> **DATA SECTION**:
—————

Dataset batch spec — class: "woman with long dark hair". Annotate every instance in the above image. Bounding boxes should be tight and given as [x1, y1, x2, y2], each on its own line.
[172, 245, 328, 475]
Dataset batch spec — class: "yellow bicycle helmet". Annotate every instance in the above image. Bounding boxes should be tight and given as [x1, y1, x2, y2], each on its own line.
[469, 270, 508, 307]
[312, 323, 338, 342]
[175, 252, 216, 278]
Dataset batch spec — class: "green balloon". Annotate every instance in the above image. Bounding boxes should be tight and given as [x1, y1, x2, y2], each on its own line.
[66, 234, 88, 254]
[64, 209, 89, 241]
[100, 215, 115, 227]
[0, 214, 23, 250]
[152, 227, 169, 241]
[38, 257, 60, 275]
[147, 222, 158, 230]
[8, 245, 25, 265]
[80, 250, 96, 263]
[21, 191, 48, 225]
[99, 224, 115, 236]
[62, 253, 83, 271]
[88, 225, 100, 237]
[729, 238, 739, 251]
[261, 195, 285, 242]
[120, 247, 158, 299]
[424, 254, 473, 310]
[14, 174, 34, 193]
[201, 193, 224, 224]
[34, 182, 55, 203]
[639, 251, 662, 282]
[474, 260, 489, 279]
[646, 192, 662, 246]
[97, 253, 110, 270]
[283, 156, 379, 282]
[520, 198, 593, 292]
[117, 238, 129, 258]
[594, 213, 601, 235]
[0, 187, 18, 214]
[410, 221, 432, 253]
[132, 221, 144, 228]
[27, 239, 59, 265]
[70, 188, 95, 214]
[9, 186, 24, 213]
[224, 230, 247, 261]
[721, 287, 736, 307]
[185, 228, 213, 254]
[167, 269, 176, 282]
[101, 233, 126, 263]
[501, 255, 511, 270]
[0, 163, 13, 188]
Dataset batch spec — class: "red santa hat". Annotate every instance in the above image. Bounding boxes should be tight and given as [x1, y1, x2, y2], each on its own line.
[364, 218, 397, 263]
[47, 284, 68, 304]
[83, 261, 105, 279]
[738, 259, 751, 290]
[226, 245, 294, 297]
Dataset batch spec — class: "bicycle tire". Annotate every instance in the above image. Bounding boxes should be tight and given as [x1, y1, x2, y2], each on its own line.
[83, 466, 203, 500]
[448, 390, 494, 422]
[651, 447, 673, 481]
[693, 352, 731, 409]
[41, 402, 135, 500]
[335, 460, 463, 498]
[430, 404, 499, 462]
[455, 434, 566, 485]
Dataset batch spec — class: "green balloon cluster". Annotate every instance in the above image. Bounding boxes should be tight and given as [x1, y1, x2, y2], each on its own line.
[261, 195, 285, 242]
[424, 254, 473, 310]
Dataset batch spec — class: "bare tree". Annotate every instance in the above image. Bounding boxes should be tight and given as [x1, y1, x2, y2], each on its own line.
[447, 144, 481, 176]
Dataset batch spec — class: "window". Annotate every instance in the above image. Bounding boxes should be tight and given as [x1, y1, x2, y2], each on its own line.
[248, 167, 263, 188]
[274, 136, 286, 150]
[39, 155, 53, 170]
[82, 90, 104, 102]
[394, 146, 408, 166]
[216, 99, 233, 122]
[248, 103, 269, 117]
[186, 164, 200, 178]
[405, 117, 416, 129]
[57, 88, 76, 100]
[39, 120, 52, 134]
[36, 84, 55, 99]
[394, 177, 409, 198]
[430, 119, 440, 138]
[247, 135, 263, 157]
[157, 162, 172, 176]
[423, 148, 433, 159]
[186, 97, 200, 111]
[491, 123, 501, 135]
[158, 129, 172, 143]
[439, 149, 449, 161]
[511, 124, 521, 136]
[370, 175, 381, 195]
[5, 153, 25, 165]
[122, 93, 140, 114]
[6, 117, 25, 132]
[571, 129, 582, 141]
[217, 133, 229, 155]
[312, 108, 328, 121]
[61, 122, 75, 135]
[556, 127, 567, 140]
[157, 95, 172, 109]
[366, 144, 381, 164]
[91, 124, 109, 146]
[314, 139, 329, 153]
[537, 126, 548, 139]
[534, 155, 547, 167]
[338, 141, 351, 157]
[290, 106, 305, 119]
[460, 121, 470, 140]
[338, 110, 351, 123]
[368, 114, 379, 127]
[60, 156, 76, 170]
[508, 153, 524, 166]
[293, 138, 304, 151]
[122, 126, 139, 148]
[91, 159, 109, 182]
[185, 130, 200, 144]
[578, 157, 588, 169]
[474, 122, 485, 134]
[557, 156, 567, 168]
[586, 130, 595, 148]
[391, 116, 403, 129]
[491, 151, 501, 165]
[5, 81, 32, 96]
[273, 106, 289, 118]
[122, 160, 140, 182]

—————

> **TASK DESCRIPTION**: Reproduce each line above without any alteration.

> **OUTPUT**:
Dataset batch spec — class: "woman with long dark hair". Annotate every instance in the above image. Bounding boxes should be tight and given as [x1, y1, x2, y2], each on its own line.
[172, 245, 328, 475]
Dataset batch spec — class: "yellow bicycle helmet". Annotate every instance in the above image. Bounding boxes should be tight and given as [x1, y1, x2, y2], each on its own line.
[469, 270, 508, 307]
[312, 323, 338, 342]
[175, 252, 216, 278]
Dataset batch spec — class: "green balloon". Annotate every instance in the above image. Bounding boxes should be tight and given as [x1, y1, x2, y2], each on its own line.
[66, 234, 88, 254]
[64, 209, 89, 241]
[100, 215, 115, 227]
[0, 214, 23, 250]
[152, 227, 169, 241]
[38, 257, 60, 275]
[147, 222, 158, 230]
[8, 245, 25, 265]
[80, 250, 96, 263]
[21, 191, 48, 225]
[99, 224, 115, 236]
[62, 253, 83, 271]
[88, 225, 100, 237]
[729, 238, 739, 251]
[261, 195, 285, 242]
[120, 247, 158, 299]
[424, 254, 473, 310]
[14, 174, 34, 193]
[201, 193, 224, 224]
[34, 182, 55, 203]
[639, 251, 662, 282]
[474, 260, 489, 279]
[646, 192, 662, 246]
[97, 253, 110, 270]
[283, 156, 379, 282]
[520, 198, 593, 292]
[117, 238, 129, 258]
[594, 213, 601, 235]
[0, 187, 18, 214]
[410, 221, 432, 253]
[132, 221, 144, 228]
[27, 239, 59, 265]
[70, 188, 95, 214]
[9, 186, 24, 213]
[224, 230, 247, 261]
[721, 287, 736, 307]
[185, 228, 213, 254]
[167, 269, 176, 282]
[101, 233, 126, 263]
[501, 255, 511, 270]
[0, 163, 13, 188]
Dataset batch spec — class: "red santa hat". Annotate every instance in the above image. Bounding boxes should be tight and given as [x1, y1, x2, y2], each on its own line.
[364, 218, 397, 263]
[47, 284, 68, 304]
[83, 261, 105, 279]
[738, 259, 751, 290]
[226, 245, 294, 297]
Dataset batch spec — class: "bicycle tire". Annotate every instance in the above image. Bounding boxes should be tight and given as [x1, y1, x2, y2], each on its own line.
[83, 466, 203, 500]
[448, 390, 494, 422]
[651, 447, 673, 481]
[693, 352, 731, 409]
[41, 402, 135, 500]
[335, 460, 463, 498]
[430, 404, 499, 462]
[455, 434, 566, 485]
Dataset batch spec — class: "green balloon cluster". Annotate every instance in the above image. Bounding boxes should be tight and given as [x1, y1, x2, y2], each on its own line.
[261, 195, 285, 242]
[424, 254, 473, 310]
Dataset batch spec — class: "bare tree". Annotate every instance in the above image. Bounding boxes should be tight and given as [x1, y1, x2, y2], each on its own line.
[447, 144, 481, 176]
Dataset batch spec — class: "window". Annotate every instance in the above image. Bounding boxes should be tight and given as [x1, y1, x2, y2], each on its own line.
[248, 167, 263, 188]
[274, 136, 286, 150]
[39, 155, 53, 170]
[82, 90, 104, 102]
[394, 146, 408, 166]
[216, 99, 233, 122]
[248, 103, 269, 117]
[186, 164, 200, 178]
[405, 117, 416, 129]
[57, 88, 76, 100]
[39, 120, 52, 134]
[36, 84, 55, 99]
[394, 177, 409, 198]
[430, 119, 440, 138]
[247, 135, 263, 157]
[157, 162, 172, 176]
[423, 148, 433, 159]
[186, 97, 200, 111]
[491, 123, 501, 135]
[158, 129, 172, 143]
[439, 149, 449, 161]
[511, 124, 521, 136]
[370, 175, 381, 195]
[5, 153, 25, 165]
[122, 93, 140, 114]
[6, 117, 25, 132]
[571, 129, 582, 141]
[217, 133, 229, 155]
[312, 108, 328, 121]
[61, 122, 75, 135]
[556, 127, 567, 140]
[157, 95, 172, 109]
[366, 144, 381, 164]
[91, 124, 109, 146]
[314, 139, 329, 153]
[537, 126, 548, 139]
[534, 155, 547, 167]
[338, 141, 351, 157]
[290, 106, 305, 119]
[460, 121, 470, 140]
[338, 110, 351, 123]
[368, 114, 379, 127]
[60, 156, 76, 170]
[508, 153, 524, 166]
[293, 138, 304, 151]
[122, 126, 139, 148]
[91, 159, 109, 182]
[185, 130, 200, 144]
[578, 157, 588, 169]
[474, 122, 485, 134]
[557, 156, 567, 168]
[586, 130, 595, 148]
[391, 116, 403, 129]
[491, 151, 501, 165]
[5, 81, 32, 96]
[273, 106, 289, 118]
[122, 160, 140, 182]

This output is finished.